» **SET EXERCISE**: Count the lines in the material below that contain the string "stone", treating uppercase and lowercase as different. Reply with the number alone.
------------------------------
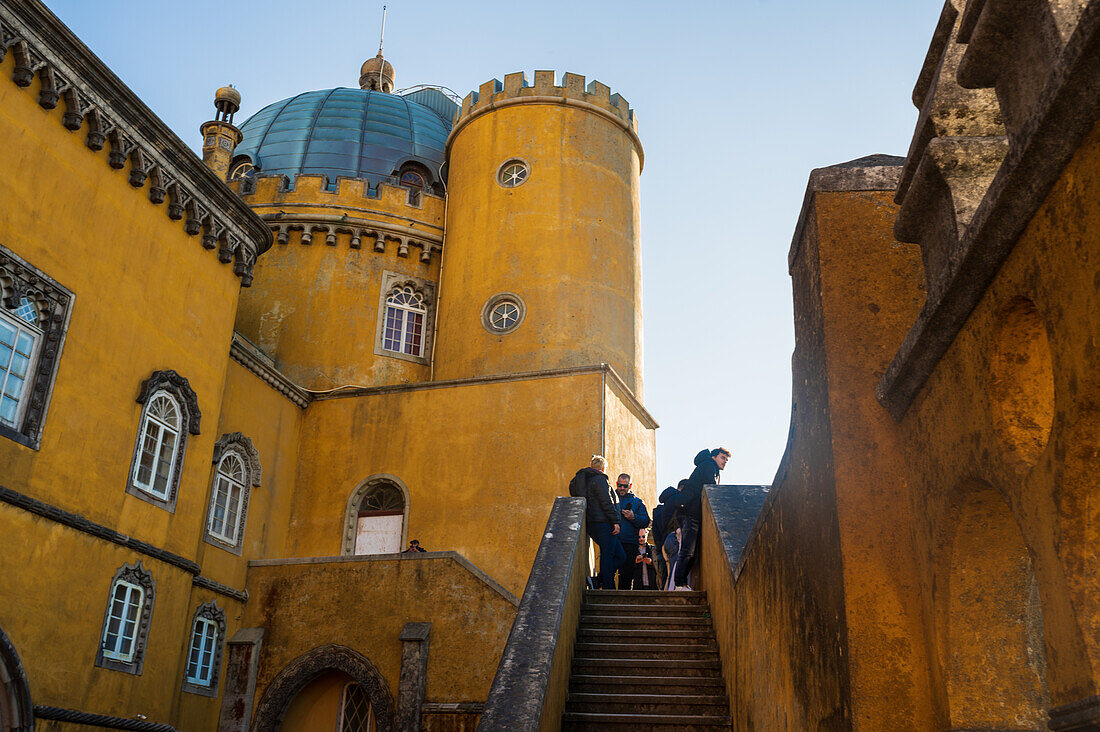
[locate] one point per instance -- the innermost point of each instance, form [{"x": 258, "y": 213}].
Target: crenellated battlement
[
  {"x": 352, "y": 193},
  {"x": 516, "y": 87}
]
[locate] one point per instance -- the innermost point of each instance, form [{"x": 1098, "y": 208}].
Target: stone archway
[
  {"x": 17, "y": 713},
  {"x": 307, "y": 667}
]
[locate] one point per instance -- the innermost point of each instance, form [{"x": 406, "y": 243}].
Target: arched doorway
[
  {"x": 331, "y": 687},
  {"x": 376, "y": 517},
  {"x": 17, "y": 714},
  {"x": 993, "y": 651}
]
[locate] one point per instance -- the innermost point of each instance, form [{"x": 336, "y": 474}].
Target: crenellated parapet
[
  {"x": 354, "y": 215},
  {"x": 594, "y": 97},
  {"x": 48, "y": 58}
]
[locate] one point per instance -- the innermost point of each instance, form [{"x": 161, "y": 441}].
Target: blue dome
[{"x": 351, "y": 132}]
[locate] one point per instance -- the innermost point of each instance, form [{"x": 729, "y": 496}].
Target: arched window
[
  {"x": 125, "y": 621},
  {"x": 204, "y": 651},
  {"x": 160, "y": 436},
  {"x": 406, "y": 313},
  {"x": 377, "y": 510},
  {"x": 228, "y": 501},
  {"x": 237, "y": 472},
  {"x": 355, "y": 711},
  {"x": 171, "y": 413}
]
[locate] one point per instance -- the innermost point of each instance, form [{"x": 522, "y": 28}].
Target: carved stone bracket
[{"x": 43, "y": 46}]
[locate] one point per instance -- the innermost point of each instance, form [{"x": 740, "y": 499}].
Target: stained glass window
[{"x": 405, "y": 319}]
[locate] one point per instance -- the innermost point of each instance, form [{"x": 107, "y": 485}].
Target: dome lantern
[{"x": 376, "y": 75}]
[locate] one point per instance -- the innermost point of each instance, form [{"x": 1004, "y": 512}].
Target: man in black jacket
[
  {"x": 602, "y": 517},
  {"x": 690, "y": 507}
]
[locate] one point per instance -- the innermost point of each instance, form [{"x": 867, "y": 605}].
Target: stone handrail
[{"x": 528, "y": 691}]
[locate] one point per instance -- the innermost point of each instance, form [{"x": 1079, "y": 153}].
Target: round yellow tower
[{"x": 542, "y": 265}]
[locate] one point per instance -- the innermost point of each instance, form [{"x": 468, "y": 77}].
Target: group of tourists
[{"x": 617, "y": 522}]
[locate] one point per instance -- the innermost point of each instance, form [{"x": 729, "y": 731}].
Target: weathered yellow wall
[
  {"x": 273, "y": 423},
  {"x": 364, "y": 603},
  {"x": 314, "y": 307},
  {"x": 871, "y": 291},
  {"x": 483, "y": 463},
  {"x": 68, "y": 214},
  {"x": 960, "y": 429},
  {"x": 567, "y": 241},
  {"x": 629, "y": 444}
]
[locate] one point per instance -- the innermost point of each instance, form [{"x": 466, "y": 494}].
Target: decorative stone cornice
[
  {"x": 1044, "y": 129},
  {"x": 330, "y": 225},
  {"x": 113, "y": 116},
  {"x": 259, "y": 363}
]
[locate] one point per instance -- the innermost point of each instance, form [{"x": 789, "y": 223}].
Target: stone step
[
  {"x": 645, "y": 610},
  {"x": 648, "y": 703},
  {"x": 701, "y": 634},
  {"x": 619, "y": 685},
  {"x": 630, "y": 648},
  {"x": 595, "y": 722},
  {"x": 655, "y": 597},
  {"x": 634, "y": 622},
  {"x": 602, "y": 665}
]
------------------------------
» **OUTPUT**: 5